◆ THE PROBLEM
Show each line in the rows below that contains the word "window".

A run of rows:
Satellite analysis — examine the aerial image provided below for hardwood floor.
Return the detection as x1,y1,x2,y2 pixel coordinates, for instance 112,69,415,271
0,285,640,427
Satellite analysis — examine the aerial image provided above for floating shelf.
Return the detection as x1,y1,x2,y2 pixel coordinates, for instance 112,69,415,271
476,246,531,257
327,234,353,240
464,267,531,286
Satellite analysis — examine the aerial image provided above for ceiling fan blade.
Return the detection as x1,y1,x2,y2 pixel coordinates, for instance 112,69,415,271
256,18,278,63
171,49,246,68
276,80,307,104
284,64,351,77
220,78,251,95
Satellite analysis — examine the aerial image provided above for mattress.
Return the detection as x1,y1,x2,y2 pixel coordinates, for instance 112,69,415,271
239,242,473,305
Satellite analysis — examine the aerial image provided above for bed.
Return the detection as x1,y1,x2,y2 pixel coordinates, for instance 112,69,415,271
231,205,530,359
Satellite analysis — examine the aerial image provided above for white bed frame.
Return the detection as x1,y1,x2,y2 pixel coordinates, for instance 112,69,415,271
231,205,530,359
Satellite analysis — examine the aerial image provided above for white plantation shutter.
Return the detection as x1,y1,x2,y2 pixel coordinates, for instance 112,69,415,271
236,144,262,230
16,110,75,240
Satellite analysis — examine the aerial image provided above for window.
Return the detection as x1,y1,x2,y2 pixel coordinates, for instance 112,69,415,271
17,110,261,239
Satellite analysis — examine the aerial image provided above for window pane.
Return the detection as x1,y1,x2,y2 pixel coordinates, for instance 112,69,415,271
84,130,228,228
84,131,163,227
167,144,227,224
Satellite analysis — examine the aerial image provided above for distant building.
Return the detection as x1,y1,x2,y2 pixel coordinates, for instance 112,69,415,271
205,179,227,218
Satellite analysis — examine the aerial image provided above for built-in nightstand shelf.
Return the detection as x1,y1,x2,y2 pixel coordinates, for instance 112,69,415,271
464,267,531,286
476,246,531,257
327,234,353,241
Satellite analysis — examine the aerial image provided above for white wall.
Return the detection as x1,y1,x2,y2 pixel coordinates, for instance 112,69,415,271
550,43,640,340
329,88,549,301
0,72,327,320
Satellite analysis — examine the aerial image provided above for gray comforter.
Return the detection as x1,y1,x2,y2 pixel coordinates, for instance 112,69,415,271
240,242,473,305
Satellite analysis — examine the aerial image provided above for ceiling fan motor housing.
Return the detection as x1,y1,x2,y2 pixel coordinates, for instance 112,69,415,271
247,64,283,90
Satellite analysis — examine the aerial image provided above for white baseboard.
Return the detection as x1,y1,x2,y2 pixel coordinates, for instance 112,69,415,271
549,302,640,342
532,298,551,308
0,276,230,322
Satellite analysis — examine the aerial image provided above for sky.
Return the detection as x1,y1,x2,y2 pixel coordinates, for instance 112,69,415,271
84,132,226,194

◆ RESULT FOR THIS EXERCISE
Satellite analysis — examine the aerial image provided above for window.
Satellite analysis — examine the aerial image provided above for window pane.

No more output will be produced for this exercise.